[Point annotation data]
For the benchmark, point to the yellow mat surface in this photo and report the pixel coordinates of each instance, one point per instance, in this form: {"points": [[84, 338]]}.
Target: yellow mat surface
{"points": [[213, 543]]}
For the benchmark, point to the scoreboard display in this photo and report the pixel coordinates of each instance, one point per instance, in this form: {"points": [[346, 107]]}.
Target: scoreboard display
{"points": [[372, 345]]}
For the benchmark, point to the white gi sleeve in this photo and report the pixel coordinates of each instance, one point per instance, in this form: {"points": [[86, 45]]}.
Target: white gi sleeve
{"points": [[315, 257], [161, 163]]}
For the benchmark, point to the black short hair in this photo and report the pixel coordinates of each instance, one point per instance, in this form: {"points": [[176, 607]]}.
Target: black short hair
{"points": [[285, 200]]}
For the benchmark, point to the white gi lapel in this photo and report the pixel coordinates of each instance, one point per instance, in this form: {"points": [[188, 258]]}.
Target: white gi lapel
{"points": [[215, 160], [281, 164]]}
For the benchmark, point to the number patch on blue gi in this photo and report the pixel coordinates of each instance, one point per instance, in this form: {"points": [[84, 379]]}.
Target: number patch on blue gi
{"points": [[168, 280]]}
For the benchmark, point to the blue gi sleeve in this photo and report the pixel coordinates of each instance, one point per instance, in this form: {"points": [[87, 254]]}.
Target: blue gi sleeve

# WHAT IS NEEDED
Put every line of the records above into a numbered list, leaving out any blank lines.

# ANSWER TO THIS PROBLEM
1. For the benchmark, point to the yellow mat surface in this photo and report the pixel coordinates of each instance, one point per instance, in this form: {"points": [[84, 338]]}.
2. Target: yellow mat surface
3. {"points": [[213, 543]]}
4. For the benchmark, point to the scoreboard display in this photo and report the pixel coordinates of each instance, one point per instance, in this form: {"points": [[346, 107]]}.
5. Target: scoreboard display
6. {"points": [[372, 345]]}
7. For the benchmark, point to the white gi sleeve in this photo and report the pixel coordinates of each instance, one point per instance, in this form: {"points": [[86, 45]]}.
8. Target: white gi sleeve
9. {"points": [[315, 257], [161, 163]]}
10. For the benchmark, point to the black short hair in this photo and report the pixel coordinates of each instance, one point per instance, in this form: {"points": [[176, 607]]}.
11. Target: black short hair
12. {"points": [[285, 200]]}
13. For the benchmark, point to the white gi lapel in this photo and report the pixel coordinates of each instance, one point per instance, in this form: {"points": [[188, 258]]}.
14. Target: white gi lapel
15. {"points": [[215, 160], [281, 164]]}
16. For the benchmark, point to the number patch on blue gi in this photo and report the pixel coordinates of each instance, one point per instance, in this form: {"points": [[84, 379]]}.
17. Target: number patch on blue gi
18. {"points": [[168, 280]]}
19. For the benchmark, point to the blue gi sleeve in this photo and report the pixel coordinates of each instance, one point per instance, in this form: {"points": [[87, 254]]}.
20. Target: blue gi sleeve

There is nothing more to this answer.